Task list ->
(a) According to the article on parental alienation, why should the news that social workers are only now being told to look for parental alienation cause astonishment and outrage?
(b) Write out everything in the article on parental alienation from "It's a controversial" down to "impressive, Ms. Jeffreys.".
(c) Do these statements agree with the article on parental alienation? (i) Fathers filed 86% of the applications to enforce parenting time orders in Trinder's review. (ii) The writer is certain that the International Statistical Classification of Diseases includes parental alienation. (iii) Elder's study found that about 13% of divorced parents have been alienated from their children.

===== Document text

The campaign against recognizing parental alienation continues in this article (BBC, 9/12/18). The writer, “education editor” Branwen Jeffreys should consider educating herself before writing such a piece. The nut of the matter according to Jeffreys is that the very existence of PA is “controversial” and so any claim that it’s occurring should be looked at askance.
It’s a remarkable stance given the fact that the very reason she’s writing is that,
This autumn, social workers who look after a child's interests in the family courts are being given new guidelines to help with these cases.
For the first time this will consider the possibility a child has been deliberately turned against one parent, by the other.
Now, if Jeffreys knew the first thing about PA, she’d regard the fact that social workers are just now being instructed to look for it with astonishment and outrage. After all, large volumes of evidence have for years demonstrated not only the existence of PA, but its pernicious effects not only on children, but on the adults they one day become. As psychologist Linda Gottlieb has written, mental health professionals have been noticing, recording and writing about what we now call parental alienation since at least the 1950s. Why British social workers are just now taking note should send people into the streets with pitchforks and torches. But for Jeffreys, the issue isn’t this very late recognition, but its recognition at all.
It's a controversial concept which the courts have been trying to grapple with for years in cases where the parents are locked into entrenched legal action over contact.
There is no consensus and not a great deal of research, so how might it be considered by courts here?
Hmm. Actually, the concept isn’t controversial, there is a consensus and a lot of research. That’s three errors about the most basic aspects of parental alienation in two sentences. Most impressive, Ms. Jeffreys.
The concept of PA is so uncontroversial that it’s included in the DSM V, albeit under different headings. My understanding is that the International Statistical Classification of Diseases does too, but I can’t say for certain. Plus, any attorney with much experience in family court has seen cases of PA.
So how common might parental alienation be?
Amazingly, Jeffreys asks the question but makes no effort to answer it. Had Jeffreys asked researcher Sadie Leder Elder, who actually published a study of the prevalence of PA among divorcing couples, she’d have learned that about 13% of divorced parents have been alienated from their children. That means that, here in the U.S., some 22 million parents have suffered that fate. Elder calls PA “pervasive.”
But she didn’t ask Elder. Instead she asked Liz Trinder, whose shoddy work I’ve discussed before. Readers may recall that Trinder reviewed the behavior of family court judges when faced with applications to enforce parenting time orders, 86% of which were filed by fathers. Trinder found those courts to be behaving quite appropriately despite having not once (in her cohort) actually enforced an order with makeup time or changed custody. In short, Dads received no effective help from the courts and that was just how Trinder liked it. And sure enough, here’s Trinder:
"The problem with the alienation concept is that if your premise is the child has been brainwashed, it means you can't trust what the child is saying to the court. So if you make an accusation of alienation it almost automatically casts suspicion on anything the child might say."

==========
===== Source data

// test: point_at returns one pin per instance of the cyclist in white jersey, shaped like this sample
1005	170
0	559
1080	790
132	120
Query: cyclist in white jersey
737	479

==========

Exercise answers ->
(a) Large volumes of evidence have shown for years that parental alienation exists and that it harms children and the adults they later become. Mental health professionals have also been noticing, recording and writing about it since at least the 1950s.

(b)
It's a controversial concept which the courts have been trying to grapple with for years in cases where the parents are locked into entrenched legal action over contact.
There is no consensus and not a great deal of research, so how might it be considered by courts here?
Hmm. Actually, the concept isn’t controversial, there is a consensus and a lot of research. That’s three errors about the most basic aspects of parental alienation in two sentences. Most impressive, Ms. Jeffreys.

(c)
(i) Yes: "86% of which were filed by fathers"
(ii) No: "but I can’t say for certain"
(iii) Yes: "about 13% of divorced parents have been alienated from their children"